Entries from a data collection
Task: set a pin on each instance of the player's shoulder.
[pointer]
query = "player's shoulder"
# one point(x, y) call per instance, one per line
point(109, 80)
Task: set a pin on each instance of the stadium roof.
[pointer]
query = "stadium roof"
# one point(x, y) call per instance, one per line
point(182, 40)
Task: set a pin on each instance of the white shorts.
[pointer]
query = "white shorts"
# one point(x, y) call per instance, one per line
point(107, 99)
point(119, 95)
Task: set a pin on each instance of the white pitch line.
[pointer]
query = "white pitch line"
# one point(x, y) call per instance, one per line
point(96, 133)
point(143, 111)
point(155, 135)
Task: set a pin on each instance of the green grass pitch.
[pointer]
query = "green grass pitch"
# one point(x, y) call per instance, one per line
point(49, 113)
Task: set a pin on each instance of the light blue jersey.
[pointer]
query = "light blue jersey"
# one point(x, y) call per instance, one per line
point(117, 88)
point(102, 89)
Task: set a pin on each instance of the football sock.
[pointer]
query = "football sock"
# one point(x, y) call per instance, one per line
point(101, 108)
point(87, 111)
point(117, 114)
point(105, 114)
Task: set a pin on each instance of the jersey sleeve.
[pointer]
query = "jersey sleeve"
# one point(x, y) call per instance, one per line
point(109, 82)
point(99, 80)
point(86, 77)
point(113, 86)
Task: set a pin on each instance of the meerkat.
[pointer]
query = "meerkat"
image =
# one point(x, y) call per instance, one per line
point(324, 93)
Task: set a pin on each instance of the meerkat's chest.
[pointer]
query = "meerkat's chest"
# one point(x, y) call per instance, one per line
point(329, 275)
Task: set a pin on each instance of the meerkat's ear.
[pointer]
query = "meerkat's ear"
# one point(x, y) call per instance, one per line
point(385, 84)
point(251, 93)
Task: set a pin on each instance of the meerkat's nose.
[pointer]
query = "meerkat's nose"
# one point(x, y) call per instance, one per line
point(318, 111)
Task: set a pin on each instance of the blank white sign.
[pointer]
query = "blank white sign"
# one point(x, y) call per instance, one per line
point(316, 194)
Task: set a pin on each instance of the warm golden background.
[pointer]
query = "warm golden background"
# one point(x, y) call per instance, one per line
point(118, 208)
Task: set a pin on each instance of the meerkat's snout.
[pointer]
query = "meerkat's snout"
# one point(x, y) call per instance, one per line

#### [GOAL]
Please copy the entries word for word, from the line containing "Task: set a pin on each instance of the meerkat's snout." through the end of the entries.

#### [EXERCISE SOLUTION]
Task: set a pin on each instance of the meerkat's snout.
[pointer]
query = "meerkat's snout"
# one point(x, y) call per instance, one per line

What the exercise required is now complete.